- WHAT TO WORK ON -
Please transcribe each of the records exactly as given.

- DATASET RECORDS -
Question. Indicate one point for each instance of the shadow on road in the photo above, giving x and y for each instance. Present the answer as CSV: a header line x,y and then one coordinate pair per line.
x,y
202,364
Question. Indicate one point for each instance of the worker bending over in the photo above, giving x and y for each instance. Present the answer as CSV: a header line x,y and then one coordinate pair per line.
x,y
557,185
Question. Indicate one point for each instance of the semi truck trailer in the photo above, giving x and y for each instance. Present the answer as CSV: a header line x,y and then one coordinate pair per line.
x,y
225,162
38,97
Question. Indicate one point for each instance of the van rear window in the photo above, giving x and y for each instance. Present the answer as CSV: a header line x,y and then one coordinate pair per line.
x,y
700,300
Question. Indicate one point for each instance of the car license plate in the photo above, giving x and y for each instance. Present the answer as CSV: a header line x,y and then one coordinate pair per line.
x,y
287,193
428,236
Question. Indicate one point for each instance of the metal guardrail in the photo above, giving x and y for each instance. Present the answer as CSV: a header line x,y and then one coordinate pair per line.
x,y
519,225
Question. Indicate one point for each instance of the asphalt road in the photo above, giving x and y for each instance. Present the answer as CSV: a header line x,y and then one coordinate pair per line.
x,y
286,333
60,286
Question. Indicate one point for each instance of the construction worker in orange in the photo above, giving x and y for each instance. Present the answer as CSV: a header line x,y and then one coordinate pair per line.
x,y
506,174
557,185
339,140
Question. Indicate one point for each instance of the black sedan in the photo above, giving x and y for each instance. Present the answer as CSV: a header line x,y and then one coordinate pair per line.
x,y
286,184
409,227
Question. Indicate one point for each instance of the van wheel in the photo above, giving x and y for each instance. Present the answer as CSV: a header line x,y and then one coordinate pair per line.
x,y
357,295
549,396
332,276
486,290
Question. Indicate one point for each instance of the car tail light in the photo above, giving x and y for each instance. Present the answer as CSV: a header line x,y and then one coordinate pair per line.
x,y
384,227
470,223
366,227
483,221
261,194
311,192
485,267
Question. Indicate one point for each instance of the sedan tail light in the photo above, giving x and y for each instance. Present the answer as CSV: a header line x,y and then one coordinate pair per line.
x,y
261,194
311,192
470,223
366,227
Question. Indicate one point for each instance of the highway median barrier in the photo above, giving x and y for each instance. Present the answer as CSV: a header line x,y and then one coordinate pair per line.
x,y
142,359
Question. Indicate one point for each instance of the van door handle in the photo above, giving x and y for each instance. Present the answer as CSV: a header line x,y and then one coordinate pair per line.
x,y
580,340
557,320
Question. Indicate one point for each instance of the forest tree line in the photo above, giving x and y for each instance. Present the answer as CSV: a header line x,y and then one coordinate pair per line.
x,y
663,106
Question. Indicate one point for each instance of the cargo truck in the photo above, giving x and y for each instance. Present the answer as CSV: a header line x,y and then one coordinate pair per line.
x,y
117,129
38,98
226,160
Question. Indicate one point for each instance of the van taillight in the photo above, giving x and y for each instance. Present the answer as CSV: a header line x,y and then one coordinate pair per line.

- TASK RESPONSE -
Question. Indicate one point for each instance of the shadow on road in the photo above, giving x and y for each instance. Present the answer as CSV: a header line x,y and then one coordinate pair per line.
x,y
202,364
Question. Indicate one point for each instance of the worker bending over in the photo above, giving x and y for each instance. Present the answer as CSV: a header line x,y and then one coordinate pair per line.
x,y
557,185
Question. Indicate one point for each instance of the semi truck trailer in the photo above, giving x and y for each instance. Present the answer as CSV: a header line x,y and then one coordinate pair per line.
x,y
225,162
38,97
Question. Indicate one point for each instance of the van rear window in the photo above, giving x and y for each instance. Present the answer as CSV: a header line x,y and then one coordinate pair per line.
x,y
700,300
Question. Indicate one point for each instance of the car license plate in the photo above, giving x and y for each instance. Present the answer as CSV: a header line x,y and then one coordinate pair per line.
x,y
287,193
428,236
Question. Indicate one point for each instance of the metal guardrail in the photo above, giving x and y for each instance. Present the answer as CSV: a header line x,y and then one coordinate pair per line.
x,y
519,225
Question. Indicate one point for each instance of the asphalt road in the photo above, giving x and y for each instance. Present the answer as CSV: a header line x,y and then one coordinate pair per line.
x,y
286,333
60,286
Question. Indicate one point for each instance of the construction worker in orange in the photo above, giving x and y for each instance. Present the answer as CSV: a header line x,y and then one coordinate pair per line.
x,y
506,174
557,185
339,140
Question. Indicate one point for each instance of the black sedan in the photo above, giving x and y for each instance. Present the answer as CSV: a header line x,y and then one coordinate pair per line.
x,y
286,184
409,227
Question. Indicate one point for each instance of the van wheel in the photo above, giving x and y for each instance. Present the answer as CSV: a header line x,y and then one coordinate pair per line.
x,y
357,295
549,396
332,276
486,290
Question. Indicate one point for each instance of the car tail light in the photo above, giving x and y for each instance. Present the answer as CSV: a header line x,y and then one coordinate pair per line.
x,y
384,227
470,223
366,227
483,221
261,194
311,192
485,267
Question. Indicate one point for each instance of the sedan tail light in the photo above, giving x and y for each instance. Present the answer as CSV: a header line x,y and then one coordinate pair per line.
x,y
261,194
311,192
470,223
366,227
Question. Indicate one point for each instance of the highway median barrier in the photo above, giving x and y for each instance. Present the answer as CSV: a header line x,y and then one coordinate pair per line.
x,y
142,359
Question. Indicate one point for each instance of the van door handle in the photo above, giving x and y for each instance. Present the answer as CSV: a header line x,y and then one coordinate pair per line.
x,y
580,340
557,320
Question. Indicate one point for each instance of the forest tree line in the photo above, giving x and y for each instance. Present the answer as CSV: a header line x,y and then one coordinate pair per line.
x,y
663,106
Question. Indicate one point for each instance of the cargo truck in the photo above, giving x and y for each instance. Present the answer as CSV: a header line x,y and then one coordinate pair per line.
x,y
117,129
38,98
226,160
Question. Indicate one point for each instance of the van taillight in the photo above, giving x and y for each instance. Present the answer as CSV: a header line x,y and then one coordinate pair per line.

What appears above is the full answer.